# EXTRACT:
┌────────

An intervention will almost certainly be difficult; there will be deaths, there will be mistakes, there will be embarrassing moments, and worst of all, there will be self-righteous armchair-philosophers pointing out the inevitable pains and failures of military operations and saying "aha! we told you so," as if their alternative, watching Syria tear itself into oblivion, would have been the morally superior option. There will be speculations about ulterior motives, about oil, or Monsanto, or the Freemasons, or the Bilderbergs, or whatever. There will even be people who say, "you, who advocated intervention, you have Syrian blood on your hands." In international politics, these kinds of slanderous equivocations and hindsight cherry-picked claims to intellectual victory seems to be the price of action, but the price of inaction is far worse: dislocation, disruption, pain, death, and despair for real people. Not for us, this time, but for thousands of very real humans.

No one is asking you to pick up a rifle and go off to Syria. We have plenty of people who have volunteered, of their own free will, to do that for you. I did, my brother did, and countless other people who were willing to put their life on the line for principle have done this so you don't have to. If you don't want to go off and fight, that's okay. But if you find yourself thinking "but it's my tax money!," I want you to add one more element to our bus-rape thought experiment. Suppose you're sitting next to a gentleman who, on seeing the rape-attack commence, seems decidedly opposed to getting tangled up in the whole mess. "That's alright," you think. "I'll do it myself." You get up to go and save the poor woman.

"Hold it right there!" says the man. "We're covered by the same insurance company. If you go over there and get injured, I could lose money. It's not our fight. Don't go over there on my dime."

It is for people like this that Jonathan Swift wrote his modest proposal. I hear that babies are delicious, you anti-war pragmatists.

└────────

# RECORDED INFORMATION:

┌────────

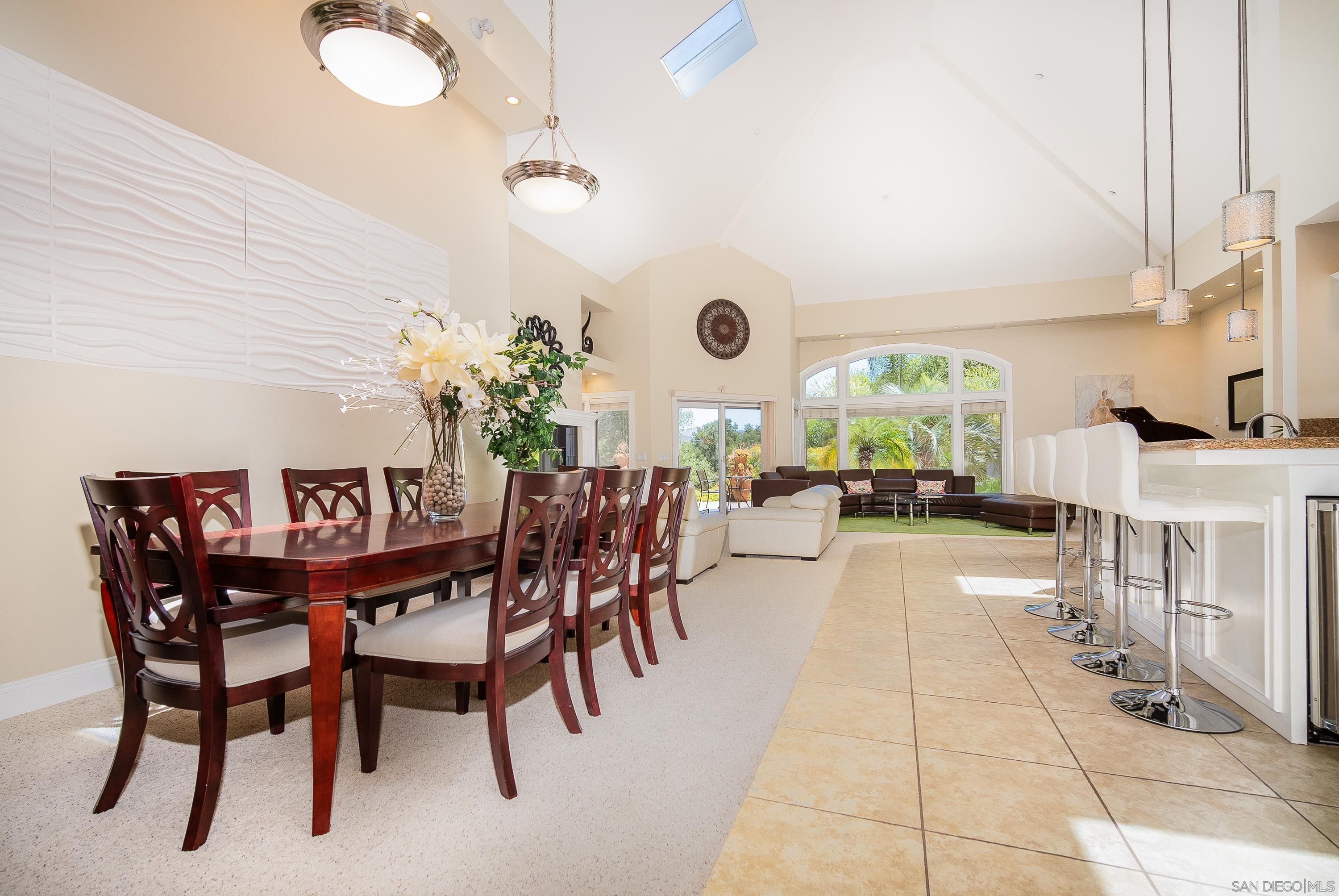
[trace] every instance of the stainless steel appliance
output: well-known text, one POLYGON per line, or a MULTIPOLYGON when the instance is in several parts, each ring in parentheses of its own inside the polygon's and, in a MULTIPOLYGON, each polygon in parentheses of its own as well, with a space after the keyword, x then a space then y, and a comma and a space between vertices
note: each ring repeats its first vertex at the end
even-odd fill
POLYGON ((1339 742, 1339 498, 1307 501, 1310 741, 1339 742))

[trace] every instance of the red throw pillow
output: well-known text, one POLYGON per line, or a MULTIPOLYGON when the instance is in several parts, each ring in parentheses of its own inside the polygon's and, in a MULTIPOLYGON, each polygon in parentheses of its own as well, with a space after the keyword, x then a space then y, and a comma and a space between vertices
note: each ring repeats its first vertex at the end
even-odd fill
POLYGON ((944 494, 944 479, 916 479, 916 494, 944 494))

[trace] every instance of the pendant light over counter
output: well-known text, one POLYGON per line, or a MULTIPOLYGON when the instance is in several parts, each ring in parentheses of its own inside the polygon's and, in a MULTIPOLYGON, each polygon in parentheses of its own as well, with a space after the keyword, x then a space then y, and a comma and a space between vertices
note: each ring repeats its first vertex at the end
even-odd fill
POLYGON ((600 181, 595 174, 581 167, 562 125, 553 111, 553 0, 549 0, 549 114, 544 117, 544 127, 521 153, 521 159, 502 171, 502 182, 511 196, 525 202, 536 212, 564 214, 574 212, 595 198, 600 192, 600 181), (553 158, 526 159, 544 133, 549 133, 549 150, 553 158), (572 162, 558 161, 558 137, 572 155, 572 162))
POLYGON ((341 84, 386 106, 418 106, 455 86, 455 51, 428 24, 390 3, 327 0, 303 12, 303 40, 341 84))
MULTIPOLYGON (((1235 196, 1223 204, 1223 250, 1240 249, 1241 276, 1241 307, 1228 312, 1228 342, 1248 343, 1260 338, 1260 312, 1247 308, 1247 253, 1260 245, 1273 242, 1273 190, 1251 193, 1251 100, 1249 75, 1247 72, 1247 4, 1237 0, 1237 189, 1241 196, 1235 196), (1252 200, 1251 197, 1259 197, 1252 200), (1248 202, 1248 200, 1251 200, 1248 202), (1265 208, 1268 206, 1268 208, 1265 208), (1249 237, 1252 233, 1268 233, 1268 240, 1245 240, 1244 245, 1229 248, 1229 225, 1232 218, 1231 236, 1249 237)), ((1263 240, 1263 237, 1256 237, 1263 240)))
POLYGON ((1190 291, 1176 288, 1176 127, 1172 108, 1172 0, 1168 7, 1168 183, 1170 185, 1172 206, 1172 279, 1166 299, 1158 305, 1158 327, 1176 327, 1190 323, 1190 291))
POLYGON ((1130 307, 1146 308, 1160 304, 1166 297, 1166 281, 1162 265, 1149 264, 1149 8, 1142 0, 1141 24, 1144 27, 1144 267, 1130 272, 1130 307))
POLYGON ((1237 0, 1237 153, 1239 196, 1223 204, 1223 250, 1245 252, 1275 241, 1273 190, 1251 192, 1251 64, 1247 56, 1247 4, 1237 0))

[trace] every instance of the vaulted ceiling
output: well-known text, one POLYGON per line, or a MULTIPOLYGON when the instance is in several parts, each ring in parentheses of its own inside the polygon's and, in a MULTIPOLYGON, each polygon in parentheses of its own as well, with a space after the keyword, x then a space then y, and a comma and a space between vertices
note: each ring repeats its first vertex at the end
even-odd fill
MULTIPOLYGON (((660 56, 723 1, 560 0, 557 111, 601 192, 558 217, 513 200, 518 226, 611 280, 732 245, 802 304, 1142 264, 1138 0, 753 0, 758 47, 684 100, 660 56)), ((546 46, 546 0, 507 5, 546 46)), ((1237 192, 1235 5, 1172 3, 1178 241, 1237 192)), ((1259 185, 1277 173, 1277 0, 1251 0, 1251 23, 1259 185)), ((1156 256, 1165 42, 1150 0, 1156 256)), ((510 158, 533 137, 513 134, 510 158)))

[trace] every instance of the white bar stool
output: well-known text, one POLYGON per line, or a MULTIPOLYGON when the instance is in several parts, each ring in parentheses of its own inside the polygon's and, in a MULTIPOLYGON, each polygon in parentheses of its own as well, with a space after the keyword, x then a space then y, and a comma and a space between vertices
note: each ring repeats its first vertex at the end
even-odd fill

└────────

# PROBLEMS TO SOLVE:
#1 Answer these about the Syria passage:
(a) Which family member does the writer say also volunteered?
(b) What reason does the man on the bus give for telling the passenger not to go over?
(c) Who does the passage say wrote the modest proposal?
#2 Locate the lines in the rows that contain the word "every", and copy each of them in full.

# ANSWERS PER TASK:
#1
(a) The writer's brother.
(b) They are covered by the same insurance company, so if the passenger goes over and gets injured, he could lose money.
(c) Jonathan Swift.

#2
[trace] every instance of the stainless steel appliance
[trace] every instance of the red throw pillow
[trace] every instance of the pendant light over counter
[trace] every instance of the vaulted ceiling
[trace] every instance of the white bar stool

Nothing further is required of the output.